**TASK OBJECTIVE:**
For the listing that follows, give again exactly the lines from the one with "leaf, written as integer pixel values." to the one with "balcony, written as integer pixel values.", including both.

**DATA FOR THE TASK:**
*** Begin section ***
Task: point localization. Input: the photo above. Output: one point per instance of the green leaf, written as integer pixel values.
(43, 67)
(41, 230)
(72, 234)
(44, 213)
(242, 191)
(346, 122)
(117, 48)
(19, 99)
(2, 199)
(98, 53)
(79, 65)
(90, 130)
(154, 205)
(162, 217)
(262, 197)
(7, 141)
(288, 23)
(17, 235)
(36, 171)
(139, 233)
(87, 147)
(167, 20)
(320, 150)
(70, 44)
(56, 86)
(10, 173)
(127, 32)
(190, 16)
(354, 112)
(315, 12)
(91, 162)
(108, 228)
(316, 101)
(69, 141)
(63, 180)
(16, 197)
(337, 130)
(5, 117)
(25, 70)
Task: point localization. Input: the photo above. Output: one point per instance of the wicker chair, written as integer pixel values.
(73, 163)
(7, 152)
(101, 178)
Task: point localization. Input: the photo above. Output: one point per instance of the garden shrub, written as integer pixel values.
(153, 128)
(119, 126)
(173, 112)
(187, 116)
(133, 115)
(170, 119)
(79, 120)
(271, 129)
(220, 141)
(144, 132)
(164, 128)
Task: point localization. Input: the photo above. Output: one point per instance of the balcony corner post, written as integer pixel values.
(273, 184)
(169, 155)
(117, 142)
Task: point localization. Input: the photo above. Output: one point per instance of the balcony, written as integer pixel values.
*** End section ***
*** Begin section ***
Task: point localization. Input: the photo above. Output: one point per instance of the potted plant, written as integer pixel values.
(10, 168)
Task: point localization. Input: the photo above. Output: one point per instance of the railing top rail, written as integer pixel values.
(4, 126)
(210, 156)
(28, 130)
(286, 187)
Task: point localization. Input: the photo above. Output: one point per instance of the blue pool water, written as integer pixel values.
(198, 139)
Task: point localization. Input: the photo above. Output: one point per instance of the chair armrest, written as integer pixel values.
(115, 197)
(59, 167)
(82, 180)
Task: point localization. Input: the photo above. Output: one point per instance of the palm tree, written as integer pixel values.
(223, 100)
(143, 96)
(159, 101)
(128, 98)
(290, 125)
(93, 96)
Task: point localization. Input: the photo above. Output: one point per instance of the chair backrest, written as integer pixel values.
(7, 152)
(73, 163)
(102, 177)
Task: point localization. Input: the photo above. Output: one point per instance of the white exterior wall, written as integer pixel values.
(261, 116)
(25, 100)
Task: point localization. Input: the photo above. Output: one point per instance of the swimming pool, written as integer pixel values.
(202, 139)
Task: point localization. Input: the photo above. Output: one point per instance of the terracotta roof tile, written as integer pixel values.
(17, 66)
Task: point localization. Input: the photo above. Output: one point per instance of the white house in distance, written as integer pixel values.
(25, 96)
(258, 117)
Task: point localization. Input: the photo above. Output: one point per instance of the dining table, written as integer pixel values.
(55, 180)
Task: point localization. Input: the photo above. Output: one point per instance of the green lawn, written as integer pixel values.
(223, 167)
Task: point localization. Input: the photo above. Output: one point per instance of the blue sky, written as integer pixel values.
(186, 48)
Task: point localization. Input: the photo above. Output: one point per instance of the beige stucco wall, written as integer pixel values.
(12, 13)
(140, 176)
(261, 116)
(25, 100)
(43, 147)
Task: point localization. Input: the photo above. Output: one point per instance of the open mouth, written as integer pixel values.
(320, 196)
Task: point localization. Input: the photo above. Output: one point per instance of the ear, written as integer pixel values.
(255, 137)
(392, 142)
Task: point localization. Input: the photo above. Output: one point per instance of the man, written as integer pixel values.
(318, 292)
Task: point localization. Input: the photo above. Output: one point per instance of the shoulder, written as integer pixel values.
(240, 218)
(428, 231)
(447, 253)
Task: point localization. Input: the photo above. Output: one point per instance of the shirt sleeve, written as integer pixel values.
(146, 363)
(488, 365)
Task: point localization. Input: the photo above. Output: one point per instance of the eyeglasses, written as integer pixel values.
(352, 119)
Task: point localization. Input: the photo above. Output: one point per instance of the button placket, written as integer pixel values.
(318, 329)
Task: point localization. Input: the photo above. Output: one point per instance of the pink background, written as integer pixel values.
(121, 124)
*** End section ***
*** Begin section ***
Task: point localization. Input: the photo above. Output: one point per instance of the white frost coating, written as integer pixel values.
*** End section ***
**ANSWER BOX:**
Task: point localization. Input: the photo above. Output: one point per instance of the green leaf, written as integer pixel values.
(43, 67)
(41, 230)
(72, 234)
(44, 213)
(242, 191)
(346, 122)
(117, 48)
(19, 99)
(2, 199)
(98, 53)
(79, 65)
(90, 130)
(154, 205)
(162, 217)
(262, 197)
(7, 141)
(288, 23)
(17, 235)
(36, 171)
(139, 233)
(87, 147)
(167, 20)
(320, 150)
(70, 44)
(56, 86)
(10, 173)
(127, 32)
(190, 16)
(354, 112)
(315, 12)
(91, 162)
(108, 228)
(316, 101)
(69, 141)
(63, 180)
(16, 197)
(337, 130)
(5, 117)
(25, 70)
Task: point localization. Input: the photo above. Output: one point per instance of the wicker chair, written as integer pixel values.
(73, 163)
(7, 152)
(101, 178)
Task: point localization. Input: the photo above. Output: one point per instance of the garden shrub, written as integer pixel values.
(153, 128)
(119, 126)
(173, 112)
(187, 116)
(133, 115)
(170, 119)
(79, 120)
(271, 129)
(220, 141)
(144, 132)
(164, 128)
Task: point localization. Input: the photo above. Output: one point per instance of the balcony corner post, written as integer pixel values.
(273, 184)
(169, 155)
(117, 142)
Task: point localization. Input: the photo above. Output: one point per instance of the balcony, written as integer pixel values.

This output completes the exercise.